→ **DATASET RECORDS**:
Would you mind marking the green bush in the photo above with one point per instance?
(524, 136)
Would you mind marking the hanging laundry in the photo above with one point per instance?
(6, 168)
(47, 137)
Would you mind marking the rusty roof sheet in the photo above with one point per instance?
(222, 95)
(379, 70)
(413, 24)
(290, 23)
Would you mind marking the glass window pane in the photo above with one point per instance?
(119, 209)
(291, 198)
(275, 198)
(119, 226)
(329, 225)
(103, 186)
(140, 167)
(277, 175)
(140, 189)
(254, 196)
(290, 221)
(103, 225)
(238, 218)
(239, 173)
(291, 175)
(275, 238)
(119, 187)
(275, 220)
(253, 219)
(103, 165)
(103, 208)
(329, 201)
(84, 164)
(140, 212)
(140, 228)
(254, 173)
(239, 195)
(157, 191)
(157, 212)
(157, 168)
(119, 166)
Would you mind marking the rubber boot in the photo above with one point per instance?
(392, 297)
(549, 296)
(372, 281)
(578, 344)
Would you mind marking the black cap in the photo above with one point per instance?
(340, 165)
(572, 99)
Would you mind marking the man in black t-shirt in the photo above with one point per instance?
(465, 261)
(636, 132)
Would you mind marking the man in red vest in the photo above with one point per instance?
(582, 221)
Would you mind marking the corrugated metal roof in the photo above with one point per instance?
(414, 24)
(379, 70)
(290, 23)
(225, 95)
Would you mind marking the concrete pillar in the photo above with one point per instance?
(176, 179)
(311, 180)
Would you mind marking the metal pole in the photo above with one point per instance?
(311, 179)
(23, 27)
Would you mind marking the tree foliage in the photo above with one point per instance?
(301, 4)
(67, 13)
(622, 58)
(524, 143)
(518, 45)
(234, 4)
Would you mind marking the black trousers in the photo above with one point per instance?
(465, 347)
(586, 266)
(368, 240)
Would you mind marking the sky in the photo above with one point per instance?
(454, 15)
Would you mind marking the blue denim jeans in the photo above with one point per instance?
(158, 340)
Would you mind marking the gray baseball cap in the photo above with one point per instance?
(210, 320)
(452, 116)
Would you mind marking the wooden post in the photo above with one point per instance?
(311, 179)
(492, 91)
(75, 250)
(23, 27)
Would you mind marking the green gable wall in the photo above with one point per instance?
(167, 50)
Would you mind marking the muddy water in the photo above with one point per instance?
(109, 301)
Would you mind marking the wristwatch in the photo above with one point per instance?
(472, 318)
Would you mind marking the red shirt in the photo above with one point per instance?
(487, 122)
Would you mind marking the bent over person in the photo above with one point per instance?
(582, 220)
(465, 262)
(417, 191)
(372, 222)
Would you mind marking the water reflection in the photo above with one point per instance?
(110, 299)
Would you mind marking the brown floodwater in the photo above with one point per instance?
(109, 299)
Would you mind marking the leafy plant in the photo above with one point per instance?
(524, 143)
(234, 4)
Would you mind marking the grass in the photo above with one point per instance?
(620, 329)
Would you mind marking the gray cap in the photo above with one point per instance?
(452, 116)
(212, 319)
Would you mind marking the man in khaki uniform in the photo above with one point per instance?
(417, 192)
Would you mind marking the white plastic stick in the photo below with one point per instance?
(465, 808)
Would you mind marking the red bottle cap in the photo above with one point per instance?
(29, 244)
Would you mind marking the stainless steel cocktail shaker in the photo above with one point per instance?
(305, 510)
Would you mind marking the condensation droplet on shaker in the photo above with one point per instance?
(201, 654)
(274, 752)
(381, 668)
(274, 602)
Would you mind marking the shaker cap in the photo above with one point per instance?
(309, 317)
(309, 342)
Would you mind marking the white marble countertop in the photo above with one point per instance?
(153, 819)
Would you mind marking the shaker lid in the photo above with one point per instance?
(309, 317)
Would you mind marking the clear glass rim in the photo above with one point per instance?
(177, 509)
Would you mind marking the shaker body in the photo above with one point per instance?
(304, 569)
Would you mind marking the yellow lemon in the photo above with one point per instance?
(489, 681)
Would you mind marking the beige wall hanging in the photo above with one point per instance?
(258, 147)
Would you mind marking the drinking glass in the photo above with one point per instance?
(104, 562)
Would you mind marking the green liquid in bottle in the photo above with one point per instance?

→ **THE EXERCISE**:
Please reproduce all of the data above word for word, with every line unchanged and in its original order.

→ **TASK RESULT**:
Would you mind marking the green bush in the photo above with one point per instance?
(524, 136)
Would you mind marking the hanging laundry in the photo above with one point per instance?
(6, 168)
(47, 137)
Would you mind marking the rusty roof sheet in the photo above with one point per instance?
(222, 95)
(379, 70)
(413, 24)
(290, 23)
Would you mind marking the glass window pane in the photo above with one point per instance?
(119, 209)
(291, 198)
(275, 198)
(119, 226)
(329, 225)
(103, 186)
(140, 167)
(277, 175)
(140, 189)
(254, 196)
(290, 221)
(103, 225)
(238, 218)
(239, 173)
(291, 175)
(275, 238)
(119, 187)
(275, 220)
(253, 219)
(103, 165)
(103, 208)
(329, 201)
(84, 164)
(140, 212)
(140, 228)
(254, 173)
(239, 195)
(157, 191)
(157, 212)
(157, 168)
(119, 166)
Would you mind marking the rubber boot in the photo above with one point per instance?
(392, 297)
(549, 296)
(372, 281)
(578, 344)
Would you mind marking the black cap in the photo above with one point per instance?
(340, 165)
(572, 99)
Would you mind marking the man in black t-shirt in the photo above with one point per instance?
(465, 261)
(636, 132)
Would you mind marking the man in red vest in the photo above with one point per instance?
(582, 221)
Would you mind marking the corrugated metal roof in the photo above with one point per instance?
(414, 24)
(379, 70)
(290, 23)
(225, 95)
Would you mind marking the concrete pillar in the photo above with one point per instance?
(176, 179)
(311, 180)
Would you mind marking the metal pole in the photo above with one point per instance?
(311, 179)
(23, 27)
Would you mind marking the tree foliage in the photo above with one point per instance?
(301, 4)
(67, 13)
(622, 58)
(524, 143)
(518, 45)
(234, 4)
Would you mind marking the black trousers in the photo above with one point per instance?
(465, 347)
(586, 266)
(368, 240)
Would you mind marking the sky in the photo above with one point per instance?
(454, 15)
Would you mind marking the blue denim jeans in the photo above with one point per instance?
(158, 340)
Would you mind marking the gray baseball cap in the photo above with one point per instance?
(210, 320)
(452, 116)
Would you mind marking the wooden post in the photo above with one point per instance?
(311, 179)
(492, 91)
(75, 250)
(23, 27)
Would you mind marking the green gable wall in the photo above with one point per instance?
(167, 50)
Would you mind marking the muddy water in the photo above with one point per instance?
(109, 301)
Would you mind marking the wristwatch in the photo above with one point per instance?
(472, 318)
Would you mind marking the red shirt in the photo above with one point per instance?
(487, 122)
Would you mind marking the bent over person in the photo above with one point per instance?
(582, 220)
(465, 262)
(417, 191)
(372, 222)
Would you mind marking the water reflection in the photo above with one point per instance?
(110, 299)
Would you mind marking the brown floodwater in the photo above with one point per instance?
(109, 299)
Would you mind marking the leafy plant in the photo above with one point per instance?
(524, 143)
(234, 4)
Would you mind marking the grass in the photo above with one point per instance?
(620, 329)
Would you mind marking the gray cap in the photo above with one point per instance?
(452, 116)
(212, 319)
Would you mind marking the man in khaki uniform in the photo above with one point per instance?
(417, 192)
Would you mind marking the white plastic stick in the photo below with one point per instance?
(465, 808)
Would you mind marking the red bottle cap in the photo above with one point per instance?
(29, 244)
Would you mind marking the stainless steel cocktail shaker in the photo above with one point per instance?
(305, 510)
Would you mind marking the condensation droplet on shaker in the photo above with one point per instance?
(201, 654)
(274, 752)
(381, 668)
(274, 602)
Would you mind marking the shaker cap in the photo above with one point per instance?
(309, 317)
(309, 342)
Would you mind marking the white marble countertop in the photo above with one point per instance?
(153, 819)
Would you mind marking the shaker lid in the photo above with one point per instance?
(309, 317)
Would you mind marking the clear glass rim in the photo above with one point per instance?
(177, 509)
Would you mind marking the shaker body in the photo above with one point per instance?
(304, 569)
Would you mind marking the yellow lemon in the photo above with one point per instance?
(489, 681)
Would you mind marking the beige wall hanging in the photo above with one point per instance?
(258, 147)
Would you mind marking the drinking glass in the photo above with one point per instance?
(104, 562)
Would you mind marking the green liquid in bottle in the photo above with one point per instance?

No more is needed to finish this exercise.